▸ SOURCE EXTRACT
<<<<

Code review: Mandelbrot set with CUDA.jl

Hello there! I’ve been experimenting with CUDA.jl and it has been a fantastic experience so far. Recently, I’ve made two simple implementations of the Mandelbrot Fractal using CUDA.jl(repository: https://github.com/vini-fda/Mandelbrot-julia/blob/main/Mandelbrot.jl). In the first implementation, I use broadcasting and CuArrays, and I often get reproducible results, with calculation times often being a bit on the “slow” side: it takes ~13-19 seconds to render a 4K image with 1024 iterations. The implementation code is below.

function gpu_mandelbrot(Z, index)
	(i, j) = index.I
	# Affine transformation
	# Screen space to world space
	x = ax*j + bx
	y = ay*i + by
	# Mandelbrot
	c = x + y*im
	z = c
	iterations = 0
	while CUDA.abs2(z) < 400.0 && iterations < max_iter
	   z = z^2 + c 
	   iterations += 1
	end
	Z = iterations
	return Z
end

For reference, I use the built-in Pluto.jl timer on the following cell:

begin
	Z = CuArray{Float64}(undef, height, width);
	CUDA.@sync begin
		Z .= gpu_mandelbrot.(Z, CartesianIndices(Z));
	end
end

I’m posting this thread because I ran into a problem with indexing 2D arrays when trying to build a kernel - my second implementation. The code is as follows:

function kernel_mandelbrot!(Z)
	id = (blockIdx().x - 1) * blockDim().x + threadIdx().x
    stride = blockDim().x * gridDim().x

    Nx, Ny = size(Z)

    cind = CartesianIndices((Nx, Ny))

>>>>

(Image entries for named regions)
<<<<

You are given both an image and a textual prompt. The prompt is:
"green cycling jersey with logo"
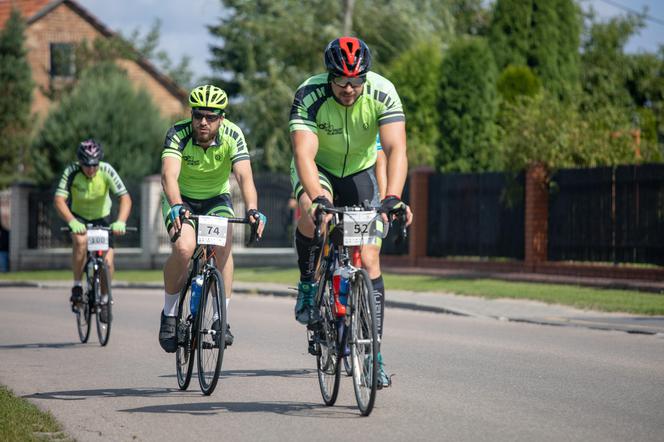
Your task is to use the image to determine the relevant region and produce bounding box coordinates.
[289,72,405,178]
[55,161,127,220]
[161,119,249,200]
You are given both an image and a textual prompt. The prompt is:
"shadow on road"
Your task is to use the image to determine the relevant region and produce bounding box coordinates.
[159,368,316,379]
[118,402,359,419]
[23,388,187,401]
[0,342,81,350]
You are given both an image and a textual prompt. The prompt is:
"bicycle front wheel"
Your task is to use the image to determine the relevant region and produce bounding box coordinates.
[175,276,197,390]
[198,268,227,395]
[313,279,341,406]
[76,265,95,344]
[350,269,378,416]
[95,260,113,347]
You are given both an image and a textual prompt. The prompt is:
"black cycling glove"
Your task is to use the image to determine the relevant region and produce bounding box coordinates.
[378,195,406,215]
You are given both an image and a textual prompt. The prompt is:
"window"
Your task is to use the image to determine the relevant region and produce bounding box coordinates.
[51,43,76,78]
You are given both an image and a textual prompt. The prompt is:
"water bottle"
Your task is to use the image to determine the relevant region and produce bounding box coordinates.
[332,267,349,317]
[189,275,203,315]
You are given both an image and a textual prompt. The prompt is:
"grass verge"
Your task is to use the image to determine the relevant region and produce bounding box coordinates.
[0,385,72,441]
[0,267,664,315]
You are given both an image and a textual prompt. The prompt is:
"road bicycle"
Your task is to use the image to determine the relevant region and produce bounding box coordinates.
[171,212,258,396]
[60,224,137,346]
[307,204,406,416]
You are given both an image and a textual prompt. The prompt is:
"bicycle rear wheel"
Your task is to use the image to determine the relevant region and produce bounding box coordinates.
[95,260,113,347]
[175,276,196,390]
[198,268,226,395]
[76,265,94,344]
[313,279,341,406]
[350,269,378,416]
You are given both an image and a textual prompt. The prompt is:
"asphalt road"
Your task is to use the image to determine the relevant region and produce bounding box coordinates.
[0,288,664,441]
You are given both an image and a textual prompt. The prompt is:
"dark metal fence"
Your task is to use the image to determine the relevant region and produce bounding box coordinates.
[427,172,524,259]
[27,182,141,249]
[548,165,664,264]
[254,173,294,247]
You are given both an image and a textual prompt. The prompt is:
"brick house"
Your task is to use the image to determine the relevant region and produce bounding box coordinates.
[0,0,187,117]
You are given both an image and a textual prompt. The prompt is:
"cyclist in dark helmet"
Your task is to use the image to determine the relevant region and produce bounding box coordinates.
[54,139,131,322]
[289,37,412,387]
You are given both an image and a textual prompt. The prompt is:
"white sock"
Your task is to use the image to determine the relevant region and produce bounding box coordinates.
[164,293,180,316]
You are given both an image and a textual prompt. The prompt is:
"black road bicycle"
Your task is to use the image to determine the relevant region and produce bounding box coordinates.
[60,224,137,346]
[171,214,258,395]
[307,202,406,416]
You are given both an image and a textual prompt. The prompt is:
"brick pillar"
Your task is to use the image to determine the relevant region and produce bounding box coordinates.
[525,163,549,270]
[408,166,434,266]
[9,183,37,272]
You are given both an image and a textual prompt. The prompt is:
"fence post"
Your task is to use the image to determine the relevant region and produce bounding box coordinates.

>>>>

▸ WRITTEN INSTRUCTION 1
According to the Mandelbrot thread, how long does the first implementation take to render a 4K image with 1024 iterations?
▸ WRITTEN INSTRUCTION 2
Render the rows, from the beginning of the rows up to and including the line with "[161,119,249,200]", as a Markdown table with the columns No. and Line. Skip blank lines and leave the picture out.

▸ EXERCISE SOLUTION 1
About 13-19 seconds.

▸ EXERCISE SOLUTION 2
| No. | Line |
|---|---|
| 1 | You are given both an image and a textual prompt. The prompt is: |
| 2 | "green cycling jersey with logo" |
| 3 | Your task is to use the image to determine the relevant region and produce bounding box coordinates. |
| 4 | [289,72,405,178] |
| 5 | [55,161,127,220] |
| 6 | [161,119,249,200] |